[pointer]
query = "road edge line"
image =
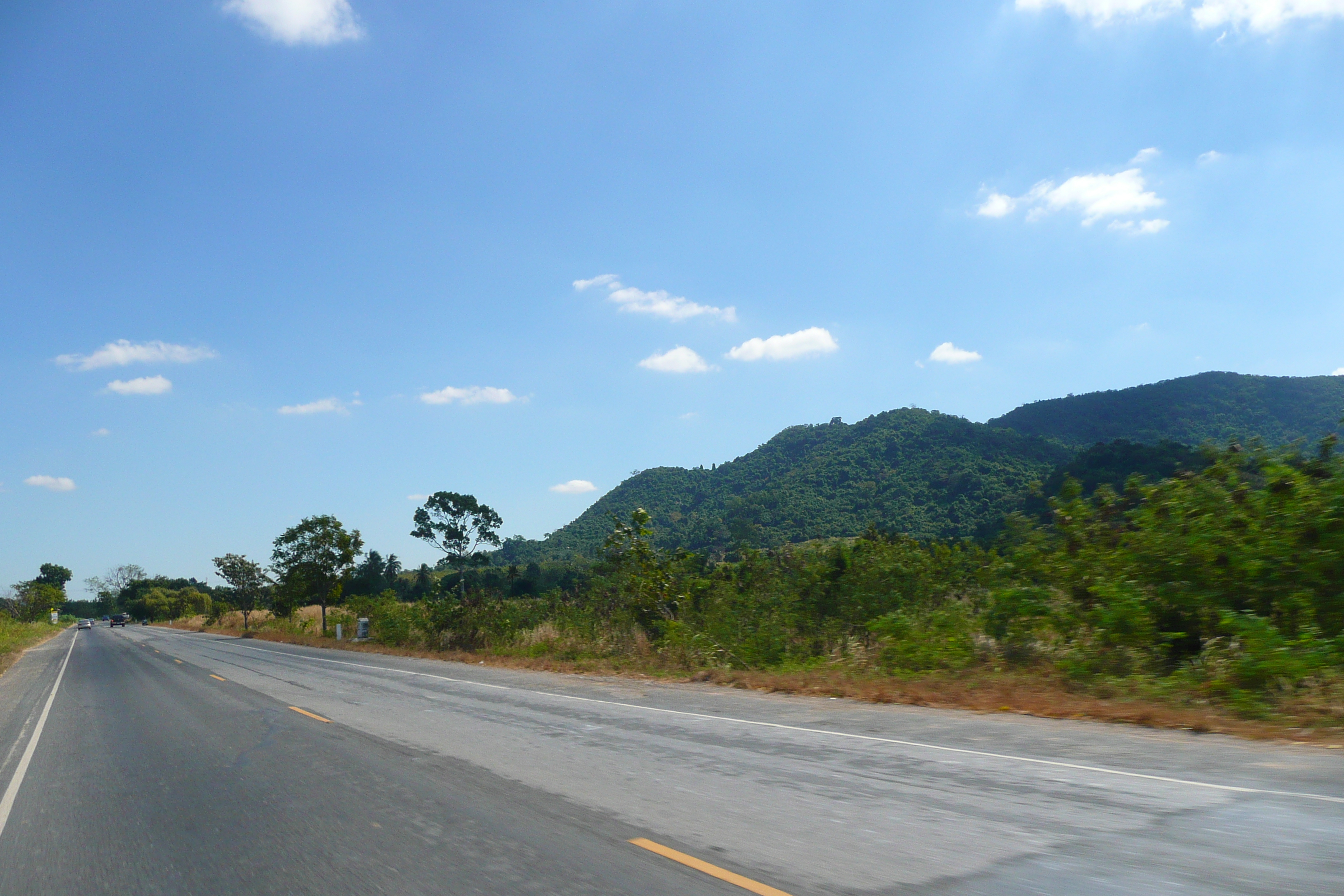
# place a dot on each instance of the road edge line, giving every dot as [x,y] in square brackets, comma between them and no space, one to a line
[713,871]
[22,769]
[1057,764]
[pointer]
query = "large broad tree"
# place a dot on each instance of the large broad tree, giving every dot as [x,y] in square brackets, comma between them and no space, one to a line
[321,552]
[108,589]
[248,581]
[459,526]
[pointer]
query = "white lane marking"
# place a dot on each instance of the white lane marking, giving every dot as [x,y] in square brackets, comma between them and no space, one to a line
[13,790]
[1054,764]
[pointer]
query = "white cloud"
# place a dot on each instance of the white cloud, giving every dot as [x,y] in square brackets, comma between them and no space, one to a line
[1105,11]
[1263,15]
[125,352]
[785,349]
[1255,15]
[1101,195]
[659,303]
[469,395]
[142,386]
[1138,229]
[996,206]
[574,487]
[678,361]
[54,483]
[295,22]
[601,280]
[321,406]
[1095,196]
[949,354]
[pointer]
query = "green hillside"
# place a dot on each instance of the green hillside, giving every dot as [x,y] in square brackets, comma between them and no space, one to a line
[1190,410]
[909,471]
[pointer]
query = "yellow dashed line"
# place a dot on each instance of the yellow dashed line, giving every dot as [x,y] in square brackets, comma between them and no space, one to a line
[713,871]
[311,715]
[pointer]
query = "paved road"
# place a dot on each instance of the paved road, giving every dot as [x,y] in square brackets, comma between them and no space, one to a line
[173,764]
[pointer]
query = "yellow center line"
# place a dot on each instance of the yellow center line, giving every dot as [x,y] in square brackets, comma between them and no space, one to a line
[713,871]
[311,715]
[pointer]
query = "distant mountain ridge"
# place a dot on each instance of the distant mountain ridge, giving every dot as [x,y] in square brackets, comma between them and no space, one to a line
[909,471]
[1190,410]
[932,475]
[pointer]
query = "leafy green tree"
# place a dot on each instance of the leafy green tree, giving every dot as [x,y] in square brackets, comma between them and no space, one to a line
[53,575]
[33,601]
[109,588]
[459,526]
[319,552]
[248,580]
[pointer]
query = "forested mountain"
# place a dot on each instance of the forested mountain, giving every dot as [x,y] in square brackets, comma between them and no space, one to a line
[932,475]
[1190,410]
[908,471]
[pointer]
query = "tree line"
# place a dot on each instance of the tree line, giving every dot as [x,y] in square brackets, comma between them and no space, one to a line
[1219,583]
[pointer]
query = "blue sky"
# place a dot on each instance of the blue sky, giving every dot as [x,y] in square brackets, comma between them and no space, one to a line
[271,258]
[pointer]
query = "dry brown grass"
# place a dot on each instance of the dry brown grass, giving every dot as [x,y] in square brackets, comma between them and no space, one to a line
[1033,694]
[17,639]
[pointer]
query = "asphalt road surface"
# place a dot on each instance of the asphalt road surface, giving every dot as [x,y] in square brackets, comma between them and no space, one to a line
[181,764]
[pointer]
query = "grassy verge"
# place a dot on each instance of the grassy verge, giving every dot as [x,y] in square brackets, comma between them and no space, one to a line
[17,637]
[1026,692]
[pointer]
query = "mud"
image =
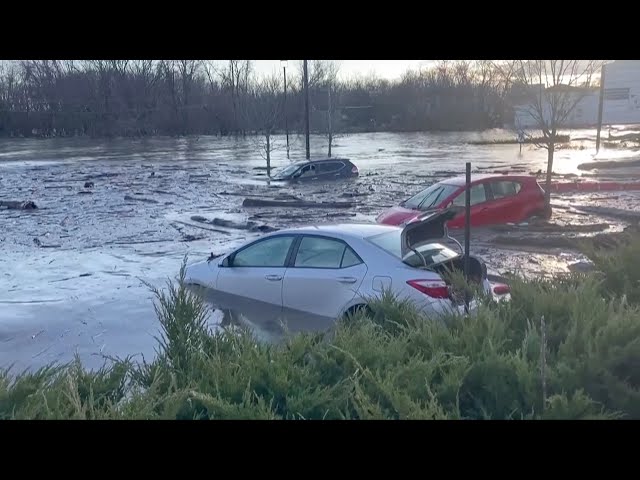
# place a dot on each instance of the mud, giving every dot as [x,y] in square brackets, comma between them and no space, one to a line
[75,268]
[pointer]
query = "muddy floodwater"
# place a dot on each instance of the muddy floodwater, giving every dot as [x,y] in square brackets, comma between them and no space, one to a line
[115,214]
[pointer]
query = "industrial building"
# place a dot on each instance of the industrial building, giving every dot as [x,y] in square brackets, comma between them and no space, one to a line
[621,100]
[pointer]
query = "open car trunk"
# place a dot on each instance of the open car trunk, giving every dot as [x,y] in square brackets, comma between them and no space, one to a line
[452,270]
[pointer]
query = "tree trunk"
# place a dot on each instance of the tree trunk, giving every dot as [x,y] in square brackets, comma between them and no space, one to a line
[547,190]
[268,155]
+-------+
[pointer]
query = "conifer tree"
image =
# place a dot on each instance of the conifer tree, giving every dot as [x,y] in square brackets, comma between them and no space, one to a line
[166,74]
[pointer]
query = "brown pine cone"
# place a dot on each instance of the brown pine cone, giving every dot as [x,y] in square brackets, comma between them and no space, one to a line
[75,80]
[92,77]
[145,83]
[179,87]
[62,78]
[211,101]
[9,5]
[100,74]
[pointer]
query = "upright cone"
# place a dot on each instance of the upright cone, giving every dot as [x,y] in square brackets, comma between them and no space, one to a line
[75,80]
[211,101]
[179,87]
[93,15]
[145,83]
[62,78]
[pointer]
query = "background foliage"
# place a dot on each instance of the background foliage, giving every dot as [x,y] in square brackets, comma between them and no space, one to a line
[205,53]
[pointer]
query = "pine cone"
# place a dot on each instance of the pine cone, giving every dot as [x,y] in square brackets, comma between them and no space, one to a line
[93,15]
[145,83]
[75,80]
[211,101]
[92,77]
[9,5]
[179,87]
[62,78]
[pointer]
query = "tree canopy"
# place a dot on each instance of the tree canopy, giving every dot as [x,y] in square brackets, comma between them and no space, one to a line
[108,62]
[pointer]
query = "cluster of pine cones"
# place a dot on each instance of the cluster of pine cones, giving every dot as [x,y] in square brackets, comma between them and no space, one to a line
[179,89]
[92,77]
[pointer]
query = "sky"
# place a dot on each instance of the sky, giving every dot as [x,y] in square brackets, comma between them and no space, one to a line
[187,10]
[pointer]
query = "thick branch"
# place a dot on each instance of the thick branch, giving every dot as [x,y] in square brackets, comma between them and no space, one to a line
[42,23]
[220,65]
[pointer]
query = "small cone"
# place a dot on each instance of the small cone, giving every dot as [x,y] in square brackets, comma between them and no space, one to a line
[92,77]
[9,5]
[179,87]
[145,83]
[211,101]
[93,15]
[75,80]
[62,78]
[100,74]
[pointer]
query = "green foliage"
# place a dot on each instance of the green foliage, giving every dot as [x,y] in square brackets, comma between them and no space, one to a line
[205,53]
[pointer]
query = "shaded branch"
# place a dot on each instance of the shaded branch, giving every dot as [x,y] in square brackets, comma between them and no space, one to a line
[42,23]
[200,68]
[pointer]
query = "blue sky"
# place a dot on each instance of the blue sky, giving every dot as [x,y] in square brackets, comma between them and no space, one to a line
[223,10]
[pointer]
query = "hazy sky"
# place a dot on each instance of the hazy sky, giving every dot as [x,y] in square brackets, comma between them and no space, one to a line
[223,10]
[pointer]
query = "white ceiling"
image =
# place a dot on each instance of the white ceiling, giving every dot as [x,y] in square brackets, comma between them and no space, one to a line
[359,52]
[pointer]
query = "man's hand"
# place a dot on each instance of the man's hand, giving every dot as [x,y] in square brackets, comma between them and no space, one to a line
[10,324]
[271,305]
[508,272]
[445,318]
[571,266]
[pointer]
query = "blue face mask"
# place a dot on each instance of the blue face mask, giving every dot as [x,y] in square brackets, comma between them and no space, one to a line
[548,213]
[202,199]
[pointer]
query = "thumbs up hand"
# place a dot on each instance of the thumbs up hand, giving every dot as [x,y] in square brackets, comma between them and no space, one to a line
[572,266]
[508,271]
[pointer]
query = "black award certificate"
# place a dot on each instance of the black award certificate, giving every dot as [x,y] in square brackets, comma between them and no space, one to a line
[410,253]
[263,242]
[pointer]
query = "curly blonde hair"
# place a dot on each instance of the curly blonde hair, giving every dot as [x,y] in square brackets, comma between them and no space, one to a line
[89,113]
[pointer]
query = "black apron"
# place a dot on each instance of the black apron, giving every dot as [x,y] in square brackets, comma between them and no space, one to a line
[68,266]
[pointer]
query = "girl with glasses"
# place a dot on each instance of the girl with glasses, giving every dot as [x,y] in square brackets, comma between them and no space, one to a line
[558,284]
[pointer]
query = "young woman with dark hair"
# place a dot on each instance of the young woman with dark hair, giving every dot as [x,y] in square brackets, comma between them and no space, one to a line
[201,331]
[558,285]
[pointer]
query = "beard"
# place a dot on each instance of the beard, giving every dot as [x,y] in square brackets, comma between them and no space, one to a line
+-------+
__The task__
Wherever the string "beard" is found in the entries, copy the line it sits in.

__Response area__
query = "beard"
# place a dot on each instance of the beard, giving every dot as [x,y] in square brackets, comma between them and no space, one to a line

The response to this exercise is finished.